Material for this task —
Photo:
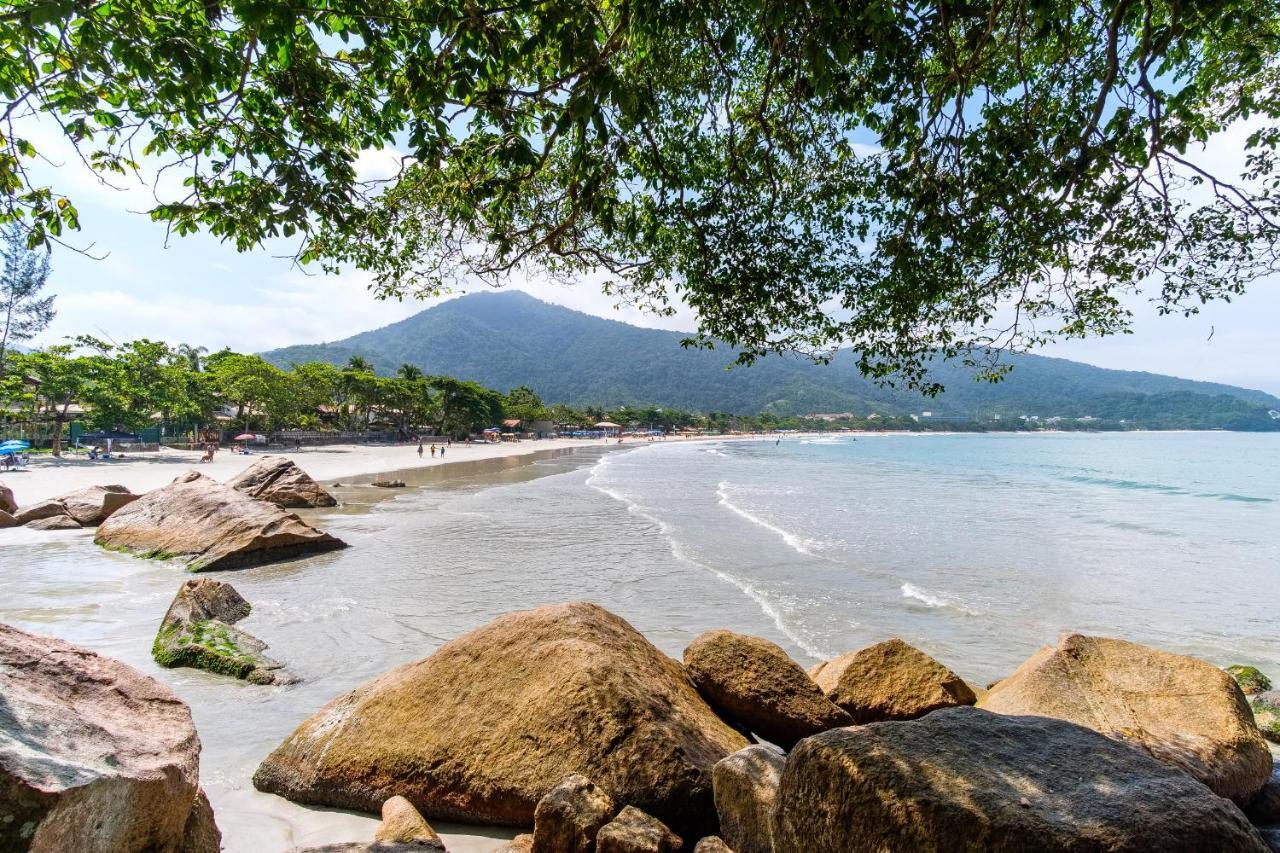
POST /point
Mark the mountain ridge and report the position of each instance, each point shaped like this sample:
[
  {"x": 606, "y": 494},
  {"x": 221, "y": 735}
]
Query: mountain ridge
[{"x": 510, "y": 338}]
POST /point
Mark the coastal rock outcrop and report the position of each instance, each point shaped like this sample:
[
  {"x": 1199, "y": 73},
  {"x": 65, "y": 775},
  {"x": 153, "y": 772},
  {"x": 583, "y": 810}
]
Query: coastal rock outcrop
[
  {"x": 1266, "y": 714},
  {"x": 890, "y": 680},
  {"x": 95, "y": 756},
  {"x": 279, "y": 480},
  {"x": 96, "y": 503},
  {"x": 403, "y": 825},
  {"x": 197, "y": 630},
  {"x": 1183, "y": 711},
  {"x": 210, "y": 527},
  {"x": 757, "y": 684},
  {"x": 746, "y": 793},
  {"x": 963, "y": 779},
  {"x": 635, "y": 831},
  {"x": 570, "y": 816},
  {"x": 484, "y": 728}
]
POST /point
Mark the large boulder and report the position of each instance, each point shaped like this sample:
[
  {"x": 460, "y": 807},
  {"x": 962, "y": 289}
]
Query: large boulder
[
  {"x": 890, "y": 680},
  {"x": 197, "y": 630},
  {"x": 758, "y": 685},
  {"x": 570, "y": 816},
  {"x": 210, "y": 527},
  {"x": 963, "y": 779},
  {"x": 279, "y": 480},
  {"x": 40, "y": 510},
  {"x": 746, "y": 794},
  {"x": 95, "y": 756},
  {"x": 484, "y": 728},
  {"x": 1180, "y": 710},
  {"x": 634, "y": 831},
  {"x": 96, "y": 503}
]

What the task requires —
Your task is to set down the records shown above exactly, minus any pictures.

Expected output —
Photo:
POST /point
Mark the mountain ridge and report the position of each instance, each point shaped like this sample:
[
  {"x": 606, "y": 494},
  {"x": 221, "y": 735}
]
Query: mountain ridge
[{"x": 510, "y": 338}]
POST /point
Mark the coastal rock outcrop and report the position of each instance, each point shaped like this sample:
[
  {"x": 1199, "y": 73},
  {"x": 65, "y": 775},
  {"x": 153, "y": 772},
  {"x": 583, "y": 810}
]
Query: coastal rock outcrop
[
  {"x": 1266, "y": 714},
  {"x": 890, "y": 680},
  {"x": 95, "y": 756},
  {"x": 279, "y": 480},
  {"x": 96, "y": 503},
  {"x": 403, "y": 825},
  {"x": 197, "y": 630},
  {"x": 1183, "y": 711},
  {"x": 210, "y": 527},
  {"x": 757, "y": 684},
  {"x": 746, "y": 793},
  {"x": 963, "y": 779},
  {"x": 635, "y": 831},
  {"x": 570, "y": 816},
  {"x": 484, "y": 728}
]
POST /point
Mark the large boulder and report the position of each instance, each point shaped like this sample:
[
  {"x": 460, "y": 807},
  {"x": 962, "y": 289}
]
Query: large boulder
[
  {"x": 890, "y": 680},
  {"x": 197, "y": 630},
  {"x": 758, "y": 685},
  {"x": 570, "y": 816},
  {"x": 210, "y": 527},
  {"x": 963, "y": 779},
  {"x": 279, "y": 480},
  {"x": 40, "y": 510},
  {"x": 746, "y": 794},
  {"x": 95, "y": 756},
  {"x": 484, "y": 728},
  {"x": 1180, "y": 710},
  {"x": 634, "y": 831},
  {"x": 96, "y": 503}
]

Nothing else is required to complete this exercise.